Data section:
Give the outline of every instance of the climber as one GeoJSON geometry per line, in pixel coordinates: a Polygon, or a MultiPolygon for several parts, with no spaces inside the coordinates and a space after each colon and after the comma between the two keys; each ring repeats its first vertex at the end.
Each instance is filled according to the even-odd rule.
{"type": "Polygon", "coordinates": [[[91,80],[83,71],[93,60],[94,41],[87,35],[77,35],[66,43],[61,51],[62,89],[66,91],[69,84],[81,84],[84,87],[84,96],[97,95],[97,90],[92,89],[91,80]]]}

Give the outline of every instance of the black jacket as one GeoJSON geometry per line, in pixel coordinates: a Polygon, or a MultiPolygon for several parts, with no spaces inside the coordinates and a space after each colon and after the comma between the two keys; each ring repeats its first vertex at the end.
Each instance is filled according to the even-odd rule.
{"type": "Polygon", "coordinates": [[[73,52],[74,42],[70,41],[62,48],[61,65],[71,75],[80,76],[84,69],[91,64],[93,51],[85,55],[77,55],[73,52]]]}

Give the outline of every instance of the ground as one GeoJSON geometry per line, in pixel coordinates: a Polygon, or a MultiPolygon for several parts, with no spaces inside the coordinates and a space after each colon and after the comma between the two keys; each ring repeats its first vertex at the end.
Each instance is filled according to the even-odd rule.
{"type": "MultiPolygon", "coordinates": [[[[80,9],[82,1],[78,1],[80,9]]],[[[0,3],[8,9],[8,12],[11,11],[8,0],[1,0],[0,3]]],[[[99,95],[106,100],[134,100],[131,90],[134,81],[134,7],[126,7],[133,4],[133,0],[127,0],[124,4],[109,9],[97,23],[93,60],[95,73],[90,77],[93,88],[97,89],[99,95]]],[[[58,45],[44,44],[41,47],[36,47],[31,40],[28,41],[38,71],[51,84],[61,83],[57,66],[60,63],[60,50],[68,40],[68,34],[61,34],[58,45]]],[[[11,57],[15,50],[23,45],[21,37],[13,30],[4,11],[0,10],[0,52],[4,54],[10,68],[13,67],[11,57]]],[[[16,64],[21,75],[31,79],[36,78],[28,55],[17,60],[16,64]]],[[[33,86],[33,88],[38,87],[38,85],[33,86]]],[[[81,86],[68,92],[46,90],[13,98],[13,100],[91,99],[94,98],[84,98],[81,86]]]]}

Exercise details: Can you transcribe all of the records above word for word, keeping every line as it appears?

Answer for the task:
Give the outline of every instance of the climber as one GeoJSON geometry per line, in pixel coordinates: a Polygon, or a MultiPolygon for several parts, with no spaces inside the coordinates and a space after each colon and after the comma between the two keys; each ring repeats its first vertex at the end.
Each instance is filled according to the even-odd rule.
{"type": "Polygon", "coordinates": [[[91,80],[83,71],[93,60],[94,41],[87,35],[77,35],[66,43],[61,51],[62,89],[66,91],[69,84],[81,84],[84,87],[84,96],[97,95],[97,90],[92,89],[91,80]]]}

Give the outline of every instance of the black jacket as one GeoJSON geometry per line, in pixel coordinates: a Polygon, or a MultiPolygon for several parts, with no spaces inside the coordinates and a space after each colon and after the comma between the two keys; each ring repeats its first vertex at the end.
Each instance is filled according to the even-odd rule.
{"type": "Polygon", "coordinates": [[[73,52],[74,42],[70,41],[62,48],[61,65],[71,75],[80,76],[84,69],[91,64],[93,51],[85,55],[77,55],[73,52]]]}

Give the outline of every instance of the ground as one GeoJSON geometry per line, in pixel coordinates: a Polygon, or a MultiPolygon for several parts, with no spaces inside the coordinates and a space after each colon and after the comma between the two keys; each ring repeats its first vertex at the end.
Each instance is filled according to the even-odd rule.
{"type": "MultiPolygon", "coordinates": [[[[80,9],[82,1],[78,1],[80,9]]],[[[0,3],[8,9],[8,12],[11,11],[8,0],[1,0],[0,3]]],[[[99,95],[106,100],[134,100],[131,90],[134,81],[134,7],[126,7],[133,4],[133,0],[127,0],[124,4],[109,9],[97,23],[93,60],[95,73],[90,77],[93,88],[97,89],[99,95]]],[[[58,45],[44,44],[41,47],[36,47],[31,40],[28,41],[38,71],[51,84],[61,83],[57,66],[60,63],[60,50],[68,40],[68,34],[61,34],[58,45]]],[[[11,57],[15,50],[23,45],[21,37],[13,30],[4,11],[0,10],[0,52],[4,54],[10,68],[13,67],[11,57]]],[[[16,64],[21,75],[31,79],[36,78],[28,55],[17,60],[16,64]]],[[[33,86],[33,88],[38,87],[38,85],[33,86]]],[[[81,86],[68,92],[46,90],[13,98],[13,100],[91,99],[94,98],[84,98],[81,86]]]]}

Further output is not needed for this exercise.